= Beginning of Section =
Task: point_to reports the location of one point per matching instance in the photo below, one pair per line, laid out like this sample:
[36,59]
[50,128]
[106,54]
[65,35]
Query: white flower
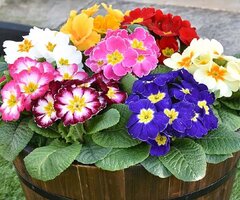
[47,42]
[217,79]
[14,50]
[67,55]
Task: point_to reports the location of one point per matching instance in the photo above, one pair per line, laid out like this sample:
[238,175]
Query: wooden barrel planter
[83,182]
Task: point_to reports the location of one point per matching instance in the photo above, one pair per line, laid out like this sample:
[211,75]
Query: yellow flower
[112,20]
[80,28]
[91,11]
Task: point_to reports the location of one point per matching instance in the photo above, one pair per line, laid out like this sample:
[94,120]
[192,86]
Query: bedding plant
[139,85]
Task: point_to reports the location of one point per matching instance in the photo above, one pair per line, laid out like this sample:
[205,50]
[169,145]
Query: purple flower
[145,122]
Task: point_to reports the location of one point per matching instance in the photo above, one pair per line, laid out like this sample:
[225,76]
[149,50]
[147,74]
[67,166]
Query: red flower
[167,46]
[138,16]
[187,34]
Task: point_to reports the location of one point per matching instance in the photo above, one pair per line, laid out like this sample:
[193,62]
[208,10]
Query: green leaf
[71,134]
[220,141]
[119,159]
[104,121]
[186,160]
[215,159]
[14,137]
[50,132]
[233,102]
[229,117]
[46,163]
[127,83]
[92,152]
[161,69]
[116,136]
[155,167]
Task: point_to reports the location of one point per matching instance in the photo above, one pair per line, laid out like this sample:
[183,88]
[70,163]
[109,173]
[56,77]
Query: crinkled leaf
[229,117]
[71,134]
[46,163]
[186,160]
[50,132]
[215,159]
[161,69]
[117,136]
[127,83]
[119,159]
[103,121]
[155,167]
[220,141]
[14,137]
[233,102]
[92,152]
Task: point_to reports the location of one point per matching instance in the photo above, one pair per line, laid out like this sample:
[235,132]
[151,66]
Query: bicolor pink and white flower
[70,72]
[76,105]
[13,102]
[33,84]
[44,112]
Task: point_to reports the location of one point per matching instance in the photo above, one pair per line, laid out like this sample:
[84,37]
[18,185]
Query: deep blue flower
[145,122]
[160,146]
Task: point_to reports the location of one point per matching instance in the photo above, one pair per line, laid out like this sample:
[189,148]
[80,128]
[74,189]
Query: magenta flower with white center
[13,102]
[76,105]
[70,72]
[44,112]
[33,84]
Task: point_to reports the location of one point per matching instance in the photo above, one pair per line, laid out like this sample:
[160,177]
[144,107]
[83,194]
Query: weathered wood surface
[135,183]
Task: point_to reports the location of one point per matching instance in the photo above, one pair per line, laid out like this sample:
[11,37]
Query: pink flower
[76,105]
[12,102]
[70,72]
[25,63]
[44,112]
[147,49]
[33,84]
[116,57]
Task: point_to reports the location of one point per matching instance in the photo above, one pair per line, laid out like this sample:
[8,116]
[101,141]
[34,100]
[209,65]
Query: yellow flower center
[140,58]
[161,140]
[136,44]
[49,109]
[76,104]
[67,76]
[115,57]
[50,46]
[12,101]
[171,114]
[217,73]
[25,46]
[203,104]
[30,88]
[154,98]
[145,116]
[186,61]
[138,20]
[195,117]
[185,91]
[63,61]
[168,52]
[111,93]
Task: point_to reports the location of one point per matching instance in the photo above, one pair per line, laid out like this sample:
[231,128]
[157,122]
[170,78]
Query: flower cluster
[85,30]
[120,53]
[205,60]
[171,32]
[52,46]
[165,106]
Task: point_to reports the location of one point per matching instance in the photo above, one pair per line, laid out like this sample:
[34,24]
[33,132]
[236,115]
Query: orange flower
[111,20]
[80,28]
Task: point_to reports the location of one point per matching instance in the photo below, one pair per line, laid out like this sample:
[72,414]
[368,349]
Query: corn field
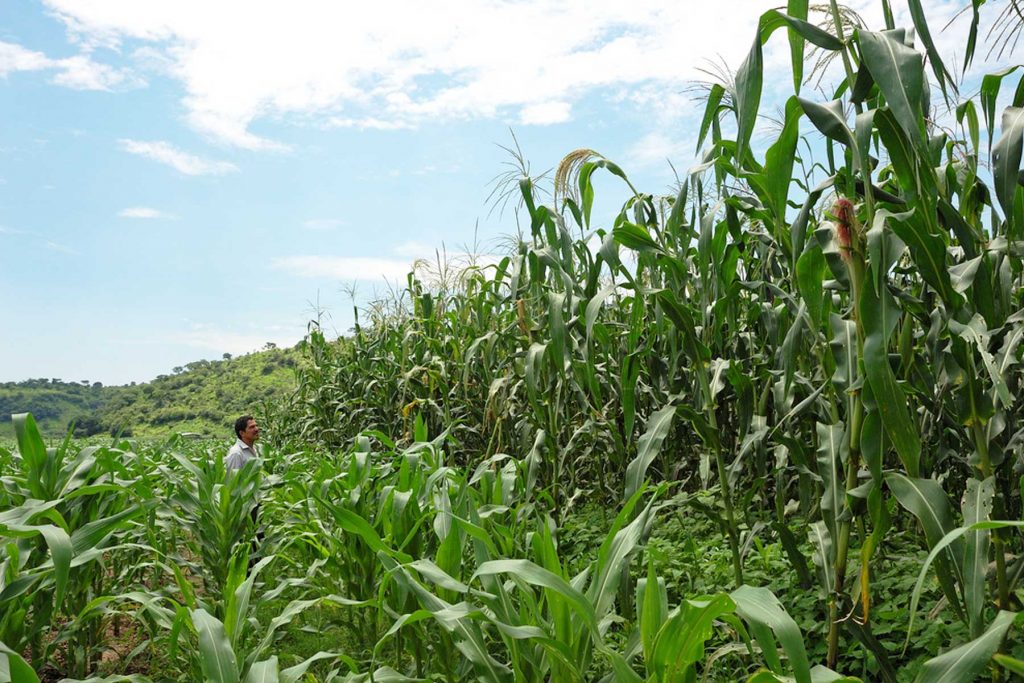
[765,428]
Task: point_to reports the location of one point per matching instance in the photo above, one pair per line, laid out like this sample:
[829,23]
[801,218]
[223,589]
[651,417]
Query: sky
[182,179]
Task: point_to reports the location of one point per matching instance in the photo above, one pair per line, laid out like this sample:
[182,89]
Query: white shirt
[240,454]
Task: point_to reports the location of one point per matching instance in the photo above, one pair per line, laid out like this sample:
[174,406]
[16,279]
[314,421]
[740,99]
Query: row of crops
[807,358]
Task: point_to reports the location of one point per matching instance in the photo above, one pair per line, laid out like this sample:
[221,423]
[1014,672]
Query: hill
[202,396]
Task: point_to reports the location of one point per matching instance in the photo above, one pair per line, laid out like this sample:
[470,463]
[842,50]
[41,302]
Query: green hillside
[202,396]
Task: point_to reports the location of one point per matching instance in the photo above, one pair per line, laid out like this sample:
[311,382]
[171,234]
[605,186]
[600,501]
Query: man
[245,447]
[245,450]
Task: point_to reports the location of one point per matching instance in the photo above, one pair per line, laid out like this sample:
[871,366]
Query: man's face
[251,433]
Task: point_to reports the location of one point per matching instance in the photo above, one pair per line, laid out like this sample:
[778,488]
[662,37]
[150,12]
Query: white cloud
[543,114]
[212,338]
[658,148]
[369,123]
[79,72]
[414,250]
[323,223]
[182,162]
[393,65]
[57,247]
[343,267]
[142,212]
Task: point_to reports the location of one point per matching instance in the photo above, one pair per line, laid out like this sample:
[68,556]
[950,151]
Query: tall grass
[814,344]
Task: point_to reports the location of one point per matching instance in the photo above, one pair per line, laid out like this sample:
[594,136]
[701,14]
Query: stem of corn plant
[723,478]
[862,164]
[856,269]
[985,465]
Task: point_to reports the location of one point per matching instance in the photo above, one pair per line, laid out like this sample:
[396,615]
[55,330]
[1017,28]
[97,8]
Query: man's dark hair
[241,424]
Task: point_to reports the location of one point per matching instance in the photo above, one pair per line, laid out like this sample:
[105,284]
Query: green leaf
[537,575]
[216,656]
[761,609]
[810,276]
[263,672]
[968,660]
[899,71]
[13,669]
[1007,159]
[942,75]
[878,312]
[657,429]
[977,506]
[712,108]
[990,86]
[926,501]
[636,238]
[829,119]
[798,10]
[682,639]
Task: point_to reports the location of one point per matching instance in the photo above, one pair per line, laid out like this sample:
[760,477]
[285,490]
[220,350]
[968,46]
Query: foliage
[204,396]
[791,389]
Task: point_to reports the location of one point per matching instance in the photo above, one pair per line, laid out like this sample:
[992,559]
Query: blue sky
[181,179]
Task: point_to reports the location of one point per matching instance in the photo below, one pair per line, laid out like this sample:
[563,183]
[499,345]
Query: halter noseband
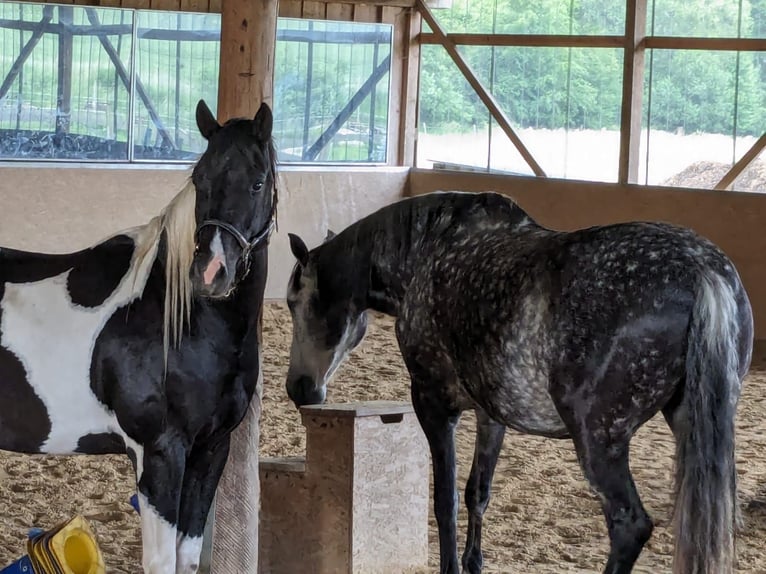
[248,247]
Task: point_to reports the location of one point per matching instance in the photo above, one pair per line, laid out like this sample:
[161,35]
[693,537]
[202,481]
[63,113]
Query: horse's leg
[489,439]
[204,467]
[159,473]
[603,452]
[438,423]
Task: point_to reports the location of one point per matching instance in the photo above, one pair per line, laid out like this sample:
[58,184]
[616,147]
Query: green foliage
[581,87]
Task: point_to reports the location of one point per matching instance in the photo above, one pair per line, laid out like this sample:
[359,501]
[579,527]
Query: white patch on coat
[54,340]
[159,540]
[188,554]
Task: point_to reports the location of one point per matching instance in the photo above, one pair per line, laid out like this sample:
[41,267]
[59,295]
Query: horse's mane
[177,221]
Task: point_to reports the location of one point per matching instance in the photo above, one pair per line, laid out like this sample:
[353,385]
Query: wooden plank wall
[346,12]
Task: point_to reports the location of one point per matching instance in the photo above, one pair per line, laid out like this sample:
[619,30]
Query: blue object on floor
[22,566]
[134,503]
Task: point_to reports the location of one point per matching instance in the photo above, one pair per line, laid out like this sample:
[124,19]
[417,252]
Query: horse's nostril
[304,391]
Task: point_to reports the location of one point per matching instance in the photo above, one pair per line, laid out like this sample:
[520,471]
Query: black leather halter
[260,241]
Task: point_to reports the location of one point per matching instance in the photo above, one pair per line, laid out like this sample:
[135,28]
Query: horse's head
[327,325]
[235,199]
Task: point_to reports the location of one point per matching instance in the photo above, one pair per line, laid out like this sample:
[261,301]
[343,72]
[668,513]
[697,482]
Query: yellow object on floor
[69,548]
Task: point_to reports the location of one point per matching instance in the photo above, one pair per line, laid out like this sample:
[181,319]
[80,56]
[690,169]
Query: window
[555,69]
[101,84]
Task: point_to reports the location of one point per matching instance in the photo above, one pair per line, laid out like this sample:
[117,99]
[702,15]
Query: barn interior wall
[734,221]
[60,209]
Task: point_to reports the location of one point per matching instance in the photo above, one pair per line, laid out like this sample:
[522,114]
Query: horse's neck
[392,261]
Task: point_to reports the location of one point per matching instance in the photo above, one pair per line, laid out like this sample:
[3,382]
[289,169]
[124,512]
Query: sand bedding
[542,517]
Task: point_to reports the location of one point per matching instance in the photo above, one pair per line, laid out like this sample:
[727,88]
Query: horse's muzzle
[303,392]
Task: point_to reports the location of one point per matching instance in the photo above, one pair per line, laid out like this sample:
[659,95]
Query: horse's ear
[264,122]
[206,121]
[299,249]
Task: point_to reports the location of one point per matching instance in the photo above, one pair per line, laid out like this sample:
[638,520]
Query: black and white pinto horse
[584,334]
[148,343]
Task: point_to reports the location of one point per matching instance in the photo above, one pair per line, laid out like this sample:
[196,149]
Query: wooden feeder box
[357,502]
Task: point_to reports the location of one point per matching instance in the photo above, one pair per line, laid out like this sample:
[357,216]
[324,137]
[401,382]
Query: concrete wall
[65,208]
[734,221]
[61,208]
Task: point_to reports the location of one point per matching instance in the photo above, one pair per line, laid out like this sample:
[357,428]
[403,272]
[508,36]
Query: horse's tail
[706,489]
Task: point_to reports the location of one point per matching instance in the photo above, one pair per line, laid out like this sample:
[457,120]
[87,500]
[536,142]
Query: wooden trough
[356,503]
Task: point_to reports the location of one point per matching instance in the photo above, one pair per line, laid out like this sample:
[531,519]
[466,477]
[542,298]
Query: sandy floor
[542,518]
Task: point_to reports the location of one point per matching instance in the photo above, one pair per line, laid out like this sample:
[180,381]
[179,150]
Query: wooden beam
[124,76]
[742,164]
[408,117]
[396,18]
[632,91]
[290,9]
[713,44]
[246,79]
[26,51]
[340,12]
[64,95]
[484,95]
[528,40]
[314,10]
[345,113]
[367,13]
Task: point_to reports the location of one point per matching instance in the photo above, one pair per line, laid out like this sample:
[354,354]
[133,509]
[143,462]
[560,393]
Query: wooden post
[64,97]
[632,91]
[248,40]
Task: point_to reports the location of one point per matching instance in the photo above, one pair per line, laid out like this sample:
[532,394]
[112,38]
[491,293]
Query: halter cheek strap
[256,244]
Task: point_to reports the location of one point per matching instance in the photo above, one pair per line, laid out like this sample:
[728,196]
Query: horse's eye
[257,186]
= End of Section =
▸ YOUR GOAL:
Write out, word for word, the line containing "Query: horse's tail" and every line after it to the end of the data above.

▸ TASK ANSWER:
Query: horse's tail
[706,489]
Task: point_to reports the location of one point per matching instance in the photo above, one pair per line, laid out like this sample:
[457,120]
[87,500]
[536,142]
Query: wooden trough
[356,503]
Task: point_to reports the location of one point per matching instance in the photo above, one pair per line, laid out like this sample:
[531,519]
[466,477]
[542,298]
Query: sandy floor
[542,518]
Task: point_to reports the location of one point per matching instance in the photo above, one pair per line, laid out like this sample:
[180,381]
[179,150]
Query: wooden beam
[124,76]
[742,164]
[408,117]
[396,18]
[632,91]
[290,9]
[713,44]
[246,79]
[26,51]
[340,12]
[64,95]
[484,95]
[528,40]
[314,10]
[345,113]
[367,13]
Task: point_to reports the location of one point per matching instance in the photo above, one pair per line, laid out like this sample:
[354,354]
[133,509]
[143,462]
[560,393]
Query: wooden post
[64,97]
[632,91]
[248,40]
Task: point_to reports the location of one point per matching instance in the photo above, one pair per line, laid out like this sample:
[532,394]
[112,38]
[491,293]
Query: halter cheek strap
[256,244]
Task: point_to reports the location of one point per matching instance in the photo above, one pair per line, laid out like this sample:
[728,196]
Query: horse's eye
[257,186]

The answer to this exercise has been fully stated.